> [Extract to read]
'''

It can also be used to check various other settings, such as the database version, the storage engine in use, and the query cache configuration, and provides recommendations for optimizing these settings based on the current workload.
One of the main differences with other tools is that it is a command-line tool that can be run either on the server itself or remotely, making it easy to automate the process of monitoring and optimizing database performance.
Note: If your web application (and database) are already hosted in the Servebolt Cloud – this is something our team specializes in and is able to do better than any recommendations a tool would be able to provide.
6 – Query Profilers
There are third-party query profilers that can be used to profile SQL queries, such as the MariaDB Enterprise Query Analyzer, Dataedo, and Percona Toolkit. Third-party query profilers can provide additional features and functionality compared to the built-in tools available in MariaDB (or MySQL).
Note: Query Profilers are helpful when you are in the process of developing web applications.
For example, they may offer more detailed information about query performance, such as execution times and lock wait times, and can provide visualization of the data in ways that are not possible with the built-in tools.
If the built-in tools are sufficient for your needs, then there is no need to use third-party query profilers. However, if you need more detailed information or advanced features, then it may be worth considering a third-party profiler.
7 – Profiling With Monitoring Tools
There are also a number of monitoring tools, such as Prometheus, Grafana, and Nagios, that can be used to profile queries and monitor the performance of your databases.
Prometheus is an efficient monitoring system that can collect, store and query metrics data, allowing you to gain valuable insights in real-time. It integrates with MariaDB (and MySQL) to store the metrics gathered and comes with Grafana for effective visualization.
Grafana is a powerful, open-source analytics tool that can be used to monitor and visualize data gathered from Prometheus. Setting up custom dashboards and alerts allows you to keep an eye on the performance of your database in real-time.
Nagios helps you keep an eye on the health of your database at all times. It can be set up to monitor key resources such as CPU, RAM and disk space, while also keeping track of other services and network devices. As it’s highly configurable, it’s a great tool to have for proactive database query monitoring.
With the help of these server monitoring tools, you can track performance issues and take action quickly, allowing you to ensure that your database server runs smoothly.
Common Query Optimization Techniques
There are several common query optimization techniques that can be used to improve the performance of SQL queries:
1 – Indexing
Indexes are a way to speed up queries – particularly those that use filters (WHERE). Using indexes results in data structures in your database engine (MariaDB or MySQL) outside of specific tables and points to the data you’re trying to query. We won’t go into too much detail in this post as using indexes to improve database queries warrants an article of its own – something we plan to cover in the future.

'''

> [Stated task A]
Do these statements agree with the database article? Answer yes or no for each, quoting the deciding words. (i) Nagios can be set up to monitor CPU, RAM and disk space. (ii) Grafana is a closed-source analytics tool. (iii) Third-party query profilers are needed even when the built-in tools are sufficient.

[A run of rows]
'''

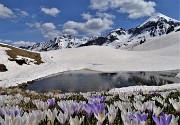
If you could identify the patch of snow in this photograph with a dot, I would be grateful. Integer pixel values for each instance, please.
(109, 59)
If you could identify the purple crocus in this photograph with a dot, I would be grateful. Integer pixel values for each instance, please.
(97, 98)
(141, 117)
(163, 120)
(77, 107)
(51, 102)
(88, 110)
(99, 111)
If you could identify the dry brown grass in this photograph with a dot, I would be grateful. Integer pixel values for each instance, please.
(14, 52)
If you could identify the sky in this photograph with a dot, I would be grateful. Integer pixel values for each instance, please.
(25, 22)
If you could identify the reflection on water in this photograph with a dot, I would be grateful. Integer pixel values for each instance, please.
(85, 81)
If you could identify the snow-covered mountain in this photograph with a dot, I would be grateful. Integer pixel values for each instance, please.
(64, 41)
(155, 26)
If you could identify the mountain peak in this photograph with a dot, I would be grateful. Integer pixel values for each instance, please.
(159, 17)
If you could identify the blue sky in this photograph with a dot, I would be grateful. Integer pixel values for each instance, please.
(25, 21)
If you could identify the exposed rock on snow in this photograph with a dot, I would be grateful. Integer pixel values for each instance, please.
(164, 56)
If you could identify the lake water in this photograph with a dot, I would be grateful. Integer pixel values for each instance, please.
(87, 81)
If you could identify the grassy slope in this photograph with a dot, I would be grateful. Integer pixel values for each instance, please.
(14, 52)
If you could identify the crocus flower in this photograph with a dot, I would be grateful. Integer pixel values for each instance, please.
(174, 120)
(52, 115)
(96, 99)
(76, 121)
(51, 102)
(112, 111)
(163, 120)
(62, 118)
(141, 117)
(157, 110)
(176, 104)
(99, 112)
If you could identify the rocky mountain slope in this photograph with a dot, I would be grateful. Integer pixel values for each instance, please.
(155, 26)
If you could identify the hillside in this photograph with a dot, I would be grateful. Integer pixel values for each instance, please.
(165, 56)
(157, 25)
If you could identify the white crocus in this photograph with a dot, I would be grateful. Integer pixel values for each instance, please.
(100, 116)
(140, 106)
(174, 120)
(62, 118)
(176, 104)
(76, 121)
(112, 111)
(157, 110)
(52, 115)
(41, 105)
(159, 99)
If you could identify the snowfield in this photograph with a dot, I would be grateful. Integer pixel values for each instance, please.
(157, 54)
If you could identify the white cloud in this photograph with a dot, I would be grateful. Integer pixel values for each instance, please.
(21, 13)
(70, 31)
(47, 29)
(100, 4)
(23, 43)
(93, 25)
(6, 41)
(50, 11)
(48, 26)
(18, 43)
(86, 16)
(135, 8)
(5, 12)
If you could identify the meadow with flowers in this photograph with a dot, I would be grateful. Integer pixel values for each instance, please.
(93, 108)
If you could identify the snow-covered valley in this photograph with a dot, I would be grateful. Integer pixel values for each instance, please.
(157, 54)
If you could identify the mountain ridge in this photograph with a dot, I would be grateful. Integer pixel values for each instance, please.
(156, 25)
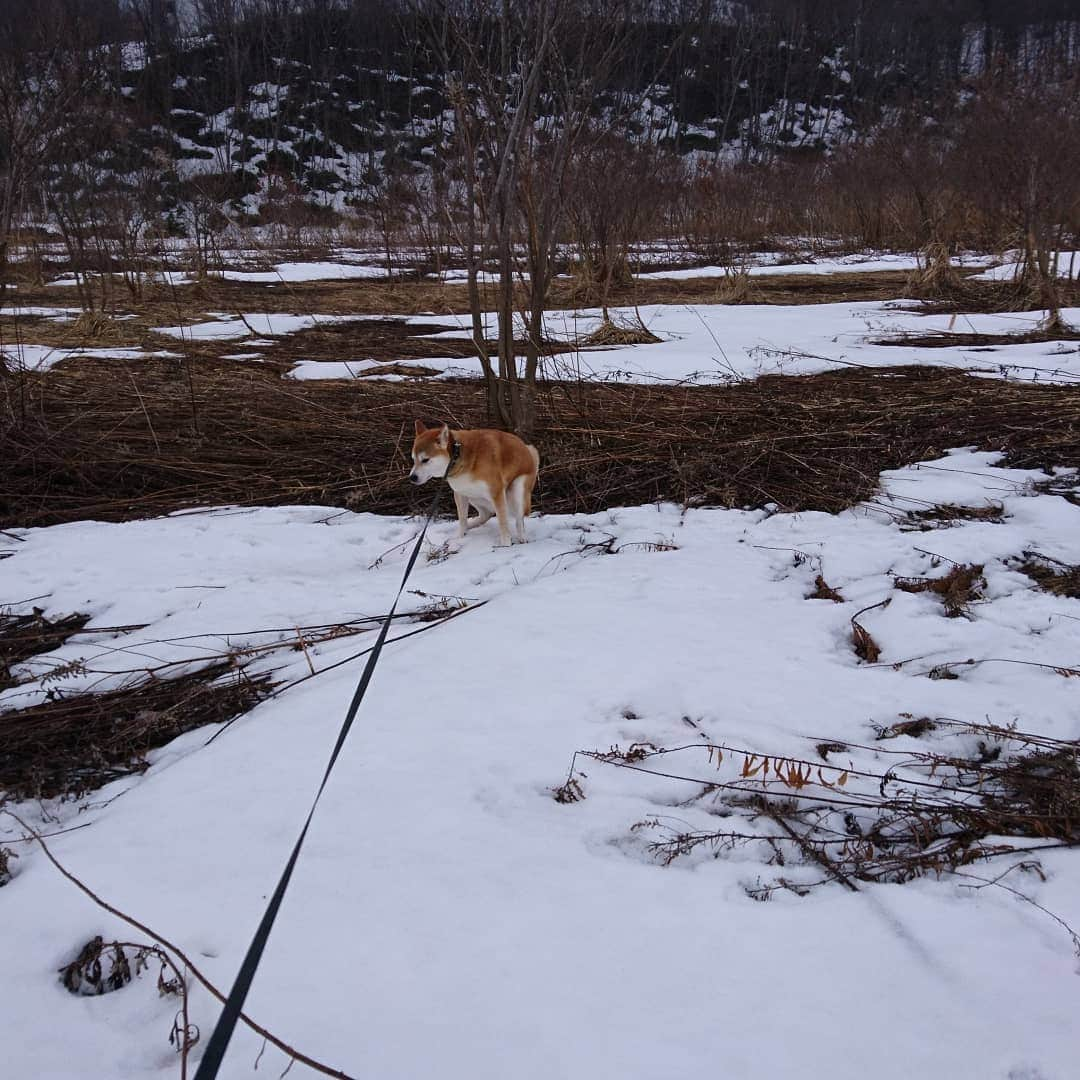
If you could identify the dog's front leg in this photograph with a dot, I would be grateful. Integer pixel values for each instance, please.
(462, 503)
(500, 512)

'''

> [Stated task B]
Could you switch "grateful" to "thankful" in the rows, in the stretch from the line containing "If you could identify the mountain ridge" through the end of the rows, and give those lines again with everything else unchanged and the pictures left out?

> [Full answer A]
(i) Yes: "It can be set up to monitor key resources such as CPU, RAM and disk space"
(ii) No: "Grafana is a powerful, open-source analytics tool"
(iii) No: "If the built-in tools are sufficient for your needs, then there is no need to use third-party query profilers."

> [Full answer B]
If you could identify the mountain ridge in this photograph with a dot, I would be thankful. Integer pixel values for each instance, please.
(156, 25)
If you could identify the dog's front leg in this photograph with a dot, I would be thankful. Integer pixel values for each instance, please.
(462, 503)
(500, 512)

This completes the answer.